- RAW DATA:
Content starts
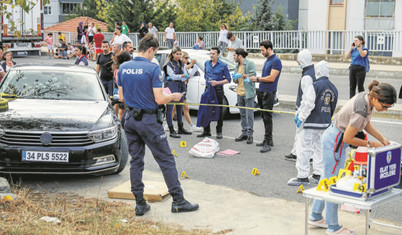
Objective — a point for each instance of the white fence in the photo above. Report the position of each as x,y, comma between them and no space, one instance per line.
386,43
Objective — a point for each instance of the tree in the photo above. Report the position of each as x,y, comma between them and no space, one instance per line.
264,19
208,15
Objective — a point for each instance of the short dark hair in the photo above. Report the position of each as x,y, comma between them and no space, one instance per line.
267,44
361,39
229,35
242,52
216,49
79,47
147,42
126,43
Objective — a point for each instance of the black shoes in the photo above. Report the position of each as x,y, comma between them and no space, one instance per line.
182,205
291,157
204,134
265,148
219,135
241,138
141,208
173,133
183,131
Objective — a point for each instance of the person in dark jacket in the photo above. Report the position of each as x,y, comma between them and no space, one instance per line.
143,30
8,63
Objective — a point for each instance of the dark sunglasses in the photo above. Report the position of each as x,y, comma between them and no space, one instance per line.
386,107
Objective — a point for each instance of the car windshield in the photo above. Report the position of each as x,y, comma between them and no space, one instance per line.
201,62
35,84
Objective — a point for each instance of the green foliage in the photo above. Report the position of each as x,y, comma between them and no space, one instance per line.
208,15
265,20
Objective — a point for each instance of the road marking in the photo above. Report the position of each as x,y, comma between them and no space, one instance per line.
388,122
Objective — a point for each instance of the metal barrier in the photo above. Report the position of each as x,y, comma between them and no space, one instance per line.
386,43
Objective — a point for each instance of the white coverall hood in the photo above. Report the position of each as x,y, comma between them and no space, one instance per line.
304,58
322,69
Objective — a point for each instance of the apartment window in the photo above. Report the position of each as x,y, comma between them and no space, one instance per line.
380,8
337,2
47,10
68,8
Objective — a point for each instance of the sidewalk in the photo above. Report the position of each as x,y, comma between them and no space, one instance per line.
227,211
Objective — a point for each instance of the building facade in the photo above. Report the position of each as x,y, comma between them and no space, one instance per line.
58,10
354,15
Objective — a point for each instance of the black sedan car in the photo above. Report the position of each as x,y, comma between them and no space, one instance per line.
59,121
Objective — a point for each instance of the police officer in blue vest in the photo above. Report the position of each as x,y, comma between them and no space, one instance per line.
304,59
140,82
81,59
315,113
216,74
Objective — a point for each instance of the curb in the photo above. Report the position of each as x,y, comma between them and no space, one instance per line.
287,102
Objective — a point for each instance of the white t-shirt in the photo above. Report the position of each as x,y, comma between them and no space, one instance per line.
169,33
222,36
153,30
121,39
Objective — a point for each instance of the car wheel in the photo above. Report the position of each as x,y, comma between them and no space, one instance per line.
225,110
124,154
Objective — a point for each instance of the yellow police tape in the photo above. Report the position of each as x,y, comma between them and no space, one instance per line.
231,106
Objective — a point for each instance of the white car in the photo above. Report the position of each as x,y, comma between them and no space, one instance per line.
197,83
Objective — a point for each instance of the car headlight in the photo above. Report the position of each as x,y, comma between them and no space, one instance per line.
104,134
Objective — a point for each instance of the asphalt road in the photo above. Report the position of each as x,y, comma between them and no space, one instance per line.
234,171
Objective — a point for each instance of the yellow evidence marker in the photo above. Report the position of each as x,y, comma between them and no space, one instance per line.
300,189
255,171
183,144
332,180
323,185
184,175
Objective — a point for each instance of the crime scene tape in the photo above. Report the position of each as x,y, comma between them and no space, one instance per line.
231,106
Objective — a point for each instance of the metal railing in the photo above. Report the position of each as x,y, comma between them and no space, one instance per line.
386,43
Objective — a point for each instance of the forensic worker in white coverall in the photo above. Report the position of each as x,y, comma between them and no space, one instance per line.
308,77
314,116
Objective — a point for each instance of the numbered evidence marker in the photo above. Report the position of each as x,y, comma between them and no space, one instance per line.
323,185
183,144
184,175
360,187
300,189
332,180
343,173
255,171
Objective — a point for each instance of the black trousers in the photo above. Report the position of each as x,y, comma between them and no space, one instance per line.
220,95
357,75
266,101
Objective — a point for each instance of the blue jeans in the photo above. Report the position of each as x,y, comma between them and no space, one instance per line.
328,142
246,115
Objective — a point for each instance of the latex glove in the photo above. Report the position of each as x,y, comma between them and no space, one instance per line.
298,123
236,76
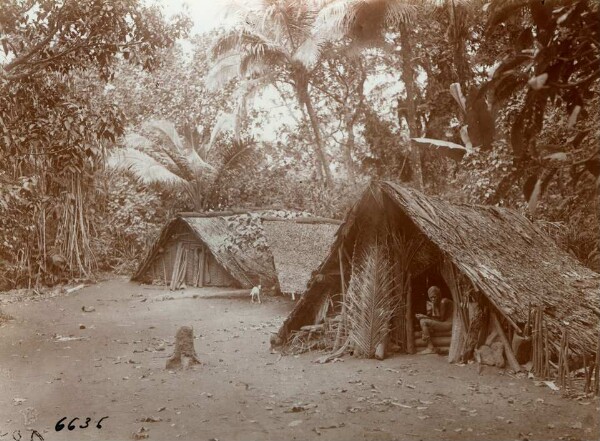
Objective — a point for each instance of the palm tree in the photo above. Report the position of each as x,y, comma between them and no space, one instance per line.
168,161
272,43
363,21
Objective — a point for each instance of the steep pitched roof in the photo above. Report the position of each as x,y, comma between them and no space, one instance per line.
247,269
505,256
298,247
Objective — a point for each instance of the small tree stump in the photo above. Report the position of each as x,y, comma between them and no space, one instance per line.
184,348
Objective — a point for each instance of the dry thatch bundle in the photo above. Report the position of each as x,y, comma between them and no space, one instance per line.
370,300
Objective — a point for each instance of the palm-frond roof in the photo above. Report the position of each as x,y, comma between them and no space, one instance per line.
298,248
248,270
505,256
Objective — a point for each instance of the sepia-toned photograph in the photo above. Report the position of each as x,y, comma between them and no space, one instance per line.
333,220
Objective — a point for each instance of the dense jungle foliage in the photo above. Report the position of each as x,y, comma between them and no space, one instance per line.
113,117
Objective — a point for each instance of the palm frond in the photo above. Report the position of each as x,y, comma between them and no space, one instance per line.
309,52
168,131
334,19
225,121
399,12
370,303
189,163
137,141
223,71
144,167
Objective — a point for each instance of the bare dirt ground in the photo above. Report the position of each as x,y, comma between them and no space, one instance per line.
115,367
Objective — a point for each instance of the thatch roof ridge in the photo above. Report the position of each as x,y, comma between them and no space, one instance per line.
511,260
303,220
298,248
213,232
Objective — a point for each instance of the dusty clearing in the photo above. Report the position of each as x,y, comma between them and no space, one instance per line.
115,367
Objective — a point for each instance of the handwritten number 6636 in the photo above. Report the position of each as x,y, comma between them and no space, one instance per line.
60,426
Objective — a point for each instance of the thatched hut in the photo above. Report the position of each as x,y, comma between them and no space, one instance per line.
298,246
492,262
192,249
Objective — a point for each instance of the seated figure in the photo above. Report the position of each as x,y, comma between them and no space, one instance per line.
438,319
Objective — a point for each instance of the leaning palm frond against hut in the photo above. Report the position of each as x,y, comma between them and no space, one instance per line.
370,301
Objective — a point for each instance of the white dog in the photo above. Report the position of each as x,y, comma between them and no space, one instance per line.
255,294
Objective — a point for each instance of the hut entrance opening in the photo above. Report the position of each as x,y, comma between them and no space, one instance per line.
422,306
184,260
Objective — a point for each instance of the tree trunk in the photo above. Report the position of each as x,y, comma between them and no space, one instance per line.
348,148
408,78
323,162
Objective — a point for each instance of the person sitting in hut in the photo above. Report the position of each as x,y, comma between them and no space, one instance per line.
438,318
Content ends
- WORK TO BE COMPLETED:
Where an entry contains an image, drop the image and copy everything else word for word.

- WRITTEN ANSWER:
Objective — a point for each instance of the white fence in the photo above. Report the position of each as x,y, comma between them and no space, one instance per line.
386,43
Objective — a point for each instance of the tree in the photo above. Report the position of each as x,y, comma between them and no space, one instance per line.
264,19
208,15
Objective — a point for each instance of the short dark hair in the photo above. Report the position of each as x,y, comma between them and no space, one instance per line.
267,44
361,39
229,35
242,52
216,49
79,47
147,42
126,43
Objective — a point for each instance of the black shoes in the photo above. Report the position of each as x,y, comma between them and no space, one instance per line.
182,205
291,157
204,134
265,148
219,135
241,138
141,208
173,133
183,131
Objective — a point for each instance of the person in dark jacket in the photo above. Report the position of each as x,y, comma between them and no space, one instance per line.
143,30
8,63
Objective — a point for each instance of the dark sunglasses in the photo above. Report the position of each as x,y, comma between them and no space, one instance per line.
386,107
Objective — a point for each instance of the car windshield in the photo above. Report the position of each as x,y, comma between them and no space, one instance per line.
201,62
35,84
Objective — a point for each instance of the green foliage in the photo above. Report the position of each as x,y, comma between them and no space, one instance per line.
208,15
265,20
Objective — a point for each instance of the road marking in the photo above. Report the position of each as x,y, comma between them and no space, one instance per line.
388,122
Objective — a point for each instance of the metal barrier in the photo above. Report the position of each as x,y, comma between them and no space, one instance per line.
386,43
Objective — a point for each instance of the white coverall hood in the photo above. Report the position of each as x,y, comma between them and no space, one instance per line.
304,58
322,69
Objective — a point for each instance of the apartment window in the photo above. Report the position of each as x,y, comma between them and no space, one instance per line.
380,8
337,2
47,10
68,8
Objective — a point for each instance of the sidewalk in the photo above. Report the position of each as x,y, comma between them and no space, one instance per line.
227,211
Objective — a point for each instance of the building facade in the photo above. Report the position of each as x,y, comma between them and no space, one instance per line.
58,10
354,15
Objective — a point for each instance of the black sedan car in the photo above. Report the position of each as x,y, comma between them and no space, one instance per line.
59,121
Objective — a point for each instance of the police officer in blue vest in the photo above. Report the position of each as x,y, comma between them and no space, one instance per line.
304,59
140,82
81,59
315,113
216,74
Objective — a point for each instance of the curb in the photo above. Report the position of each as x,y, comma between them and no space, one instance per line.
287,102
Objective — a point for each instance of the white t-shirt in the photo above. Report the position of each as x,y, comma between them and no space, one instance per line.
169,33
222,36
153,30
121,39
Objective — a point for each instance of the car wheel in the photo above. Report the position of each as x,y, comma between them and no space, one instance per line.
225,110
124,154
Objective — a point for each instance of the yellow police tape in the photo above. Report the position of each as x,y, comma between them and no space, one instance per line.
231,106
Objective — a point for each instance of the white car in the photo above. Report the position of each as x,y, comma between them and no space, one instance per line.
197,83
Objective — a point for each instance of the car headlight in the photo above. Report the position of each as x,y, comma between them and no space, one instance per line.
104,134
Objective — a point for each instance of the asphalt road in the photo above. Report the position of each as x,y, comma between them and no space, one instance per line.
234,171
Objective — a point for each instance of the yellow evidence marker in the photo above. Report the position of each as x,y, comma between them and no space, one instance per line.
300,189
255,171
183,144
332,180
323,185
184,175
Objective — a point for each instance of the crime scene tape in the photo above. Report the position of each as x,y, comma between them and no space, one instance per line.
231,106
Objective — a point for each instance of the metal railing in the photo above. Report the position of each as x,y, comma between them and no space, one instance per line.
386,43
Objective — a point for each instance of the forensic worker in white coverall in the photo above. Report the position of each as x,y, comma between them and no space, one instance per line.
308,77
314,116
Objective — a point for each instance of the numbered evidence marker in the photo above. Report the position of each as x,y, comma between them and no space, one instance per line.
323,185
183,144
184,175
360,187
300,189
332,180
343,173
255,171
Objective — a point for each instance of the black trousers in the photo above. Report the position of each as x,y, comma between them and no space, one instance per line.
220,95
357,75
266,101
Objective — a point for each instance of the blue jeans in the photo above. Report the position of each as x,y, comma between them and no space, one instance per line.
328,142
246,115
Objective — a point for each instance of the latex glove in the photo above. Report the position of each as x,y, comma between them and no space, one instance per line.
298,123
236,76
Objective — a point for each instance of the palm tree in the photo above. Report the position of each as x,y, comma between them and no space, one instance per line.
168,161
272,43
363,21
Objective — a point for each instance of the steep pitched roof in the photo above. Report the position of each as x,y, comma between them and no space, one instance per line.
247,269
505,256
298,247
Objective — a point for each instance of the small tree stump in the photo above. Report the position of each as x,y, comma between them and no space, one instance per line.
184,348
Objective — a point for each instance of the dry thatch bundle in the photo above. Report the position of each as x,y, comma between them and no space, one instance per line.
370,300
Objective — a point for each instance of the palm-frond roof in the photo above. Report the position of each as x,y, comma between them and no space, one instance per line.
298,248
248,270
505,256
Objective — a point for each instance of the sepia-toned photograph in the photo above. Report the position of each as x,y, comma between them and no space, one instance per line.
333,220
Objective — a point for each instance of the dense jungle foliage in the photo above. Report the position of each as x,y, comma between them and no space, one instance per line.
113,117
Objective — a point for each instance of the palm frond in the photo above. Report the position of each as x,y, comma between them and no space, one instance per line.
309,52
168,131
334,19
225,121
399,12
370,303
189,163
137,141
223,71
144,167
Objective — a point for each instance of the bare dirt ground in the photo above. Report the position of each as x,y, comma between them and no space, one instance per line.
115,367
Objective — a point for each instance of the thatch roof ridge in the photo above. Report the position of each as x,y, comma between them and no space, one instance per line.
511,260
303,220
298,248
213,232
Objective — a point for each instance of the dusty clearing in the photo above. Report the position of each as x,y, comma between them and no space, one instance per line.
115,367
Objective — a point for each instance of the handwritten number 6636 in the photo above. Report the position of each as x,y, comma between them and no space, one instance per line.
60,426
Objective — a point for each instance of the thatched hut in the photo above. Report the position of each as x,y, comma between them and no space, one instance per line.
298,246
492,262
192,249
Objective — a point for each instance of the seated figure in the photo above. Report the position of each as x,y, comma between them and no space, one instance per line.
438,319
Objective — a point for each instance of the leaning palm frond against hut in the photo above. Report the position of each as x,y, comma between them and no space, one instance per line.
370,301
Objective — a point for each instance of the white dog in the photo above. Report the position of each as x,y, comma between them and no space, one instance per line.
255,294
Objective — a point for each instance of the hut entrance opening in the photo above. Report the position of each as x,y, comma between them and no space, one instance per line.
422,306
184,260
Objective — a point for each instance of the tree trunk in the photo above. Report the position of each as x,y, comma between them and no space, one instance per line.
348,148
408,78
323,162
Objective — a point for each instance of the person sitting in hut in the photo above. Report the position of each as x,y, comma between them and no space, one instance per line.
438,318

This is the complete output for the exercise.